-- TO DO --
Please set out the entries as a JSON list of strings, one string per line with blank lines left out, beginning at the line that has "Target: light-colored wall" and stopping after the line that has "x=166 y=167".

>> Begin SUPPLIED MATERIAL

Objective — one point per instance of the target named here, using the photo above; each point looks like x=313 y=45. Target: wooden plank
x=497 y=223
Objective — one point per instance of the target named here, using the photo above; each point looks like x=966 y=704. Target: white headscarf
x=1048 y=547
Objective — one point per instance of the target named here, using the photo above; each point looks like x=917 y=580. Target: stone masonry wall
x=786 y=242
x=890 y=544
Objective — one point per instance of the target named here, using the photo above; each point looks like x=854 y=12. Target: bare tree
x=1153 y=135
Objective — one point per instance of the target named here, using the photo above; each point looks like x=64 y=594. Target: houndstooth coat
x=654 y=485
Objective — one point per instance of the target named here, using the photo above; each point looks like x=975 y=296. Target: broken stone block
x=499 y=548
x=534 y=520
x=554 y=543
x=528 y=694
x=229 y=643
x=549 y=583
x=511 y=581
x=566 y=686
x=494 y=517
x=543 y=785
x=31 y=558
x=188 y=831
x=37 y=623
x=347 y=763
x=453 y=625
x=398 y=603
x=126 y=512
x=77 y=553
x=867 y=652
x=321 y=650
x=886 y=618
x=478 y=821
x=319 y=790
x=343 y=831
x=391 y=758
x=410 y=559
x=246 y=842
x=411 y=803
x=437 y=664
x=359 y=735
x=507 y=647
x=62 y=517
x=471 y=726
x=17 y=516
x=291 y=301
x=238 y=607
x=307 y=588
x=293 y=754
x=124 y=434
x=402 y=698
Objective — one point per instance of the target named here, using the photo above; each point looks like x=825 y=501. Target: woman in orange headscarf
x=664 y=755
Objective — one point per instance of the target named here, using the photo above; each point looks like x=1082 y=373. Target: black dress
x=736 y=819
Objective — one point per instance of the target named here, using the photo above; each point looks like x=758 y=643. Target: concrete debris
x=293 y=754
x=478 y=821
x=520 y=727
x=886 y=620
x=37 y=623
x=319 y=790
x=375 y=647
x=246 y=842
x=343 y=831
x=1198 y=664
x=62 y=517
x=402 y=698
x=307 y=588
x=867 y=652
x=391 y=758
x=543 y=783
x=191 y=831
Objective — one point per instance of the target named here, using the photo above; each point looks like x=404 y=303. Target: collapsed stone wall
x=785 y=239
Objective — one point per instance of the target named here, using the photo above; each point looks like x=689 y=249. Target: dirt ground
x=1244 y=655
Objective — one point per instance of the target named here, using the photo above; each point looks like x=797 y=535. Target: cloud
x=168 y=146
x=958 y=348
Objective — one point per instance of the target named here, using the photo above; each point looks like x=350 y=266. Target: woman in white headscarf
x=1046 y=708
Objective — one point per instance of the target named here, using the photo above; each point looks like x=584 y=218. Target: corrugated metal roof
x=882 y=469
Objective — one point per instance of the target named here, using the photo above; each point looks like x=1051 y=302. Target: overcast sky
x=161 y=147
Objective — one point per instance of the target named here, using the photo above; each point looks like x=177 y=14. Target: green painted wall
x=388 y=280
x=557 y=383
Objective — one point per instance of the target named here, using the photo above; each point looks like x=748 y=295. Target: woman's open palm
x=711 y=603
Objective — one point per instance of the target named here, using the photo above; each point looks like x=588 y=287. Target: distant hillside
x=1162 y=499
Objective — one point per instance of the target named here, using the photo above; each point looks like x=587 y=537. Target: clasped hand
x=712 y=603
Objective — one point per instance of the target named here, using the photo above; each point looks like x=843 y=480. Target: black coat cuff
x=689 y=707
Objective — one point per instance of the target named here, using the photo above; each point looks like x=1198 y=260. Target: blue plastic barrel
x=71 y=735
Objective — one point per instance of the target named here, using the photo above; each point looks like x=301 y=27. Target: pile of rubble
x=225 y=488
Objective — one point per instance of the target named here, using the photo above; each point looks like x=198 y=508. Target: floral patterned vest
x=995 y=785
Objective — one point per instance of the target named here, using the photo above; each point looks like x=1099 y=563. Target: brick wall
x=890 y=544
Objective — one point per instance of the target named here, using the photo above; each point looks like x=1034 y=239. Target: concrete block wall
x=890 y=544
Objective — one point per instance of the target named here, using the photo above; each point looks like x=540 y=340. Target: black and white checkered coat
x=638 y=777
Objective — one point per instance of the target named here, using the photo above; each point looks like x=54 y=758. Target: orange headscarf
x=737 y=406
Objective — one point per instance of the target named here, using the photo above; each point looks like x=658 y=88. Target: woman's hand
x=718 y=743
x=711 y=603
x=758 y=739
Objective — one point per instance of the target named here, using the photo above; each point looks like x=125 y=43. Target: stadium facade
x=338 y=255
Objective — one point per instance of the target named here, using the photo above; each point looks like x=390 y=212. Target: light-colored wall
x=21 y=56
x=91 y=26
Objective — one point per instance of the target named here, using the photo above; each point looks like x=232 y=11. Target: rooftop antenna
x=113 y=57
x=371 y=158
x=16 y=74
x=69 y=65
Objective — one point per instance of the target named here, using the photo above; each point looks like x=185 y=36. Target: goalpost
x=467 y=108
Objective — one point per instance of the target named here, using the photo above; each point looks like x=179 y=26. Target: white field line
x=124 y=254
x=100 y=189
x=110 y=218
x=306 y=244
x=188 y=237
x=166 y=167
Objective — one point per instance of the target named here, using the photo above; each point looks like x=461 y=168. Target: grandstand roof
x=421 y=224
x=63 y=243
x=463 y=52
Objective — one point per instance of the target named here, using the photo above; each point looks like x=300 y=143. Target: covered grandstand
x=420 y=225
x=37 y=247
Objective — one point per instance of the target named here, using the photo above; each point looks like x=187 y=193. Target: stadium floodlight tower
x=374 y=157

>> End SUPPLIED MATERIAL

-- EXPECTED OUTPUT --
[
  "Objective — one point per instance of the target named here, using the photo above; each point looks like x=390 y=212. Target: light-colored wall",
  "x=21 y=56",
  "x=91 y=26",
  "Objective — one point per instance of the target named here, using the photo above; each point looks like x=232 y=11. Target: rooftop antenna",
  "x=113 y=57",
  "x=371 y=158",
  "x=16 y=74",
  "x=69 y=65",
  "Objective — one point per instance of the target named here, using the photo above; each point looks like x=185 y=36. Target: goalpost",
  "x=467 y=108",
  "Objective — one point per instance of the target named here, using the photo above; each point looks like x=179 y=26. Target: white field line",
  "x=124 y=254",
  "x=100 y=189",
  "x=110 y=218",
  "x=306 y=244",
  "x=188 y=237",
  "x=166 y=167"
]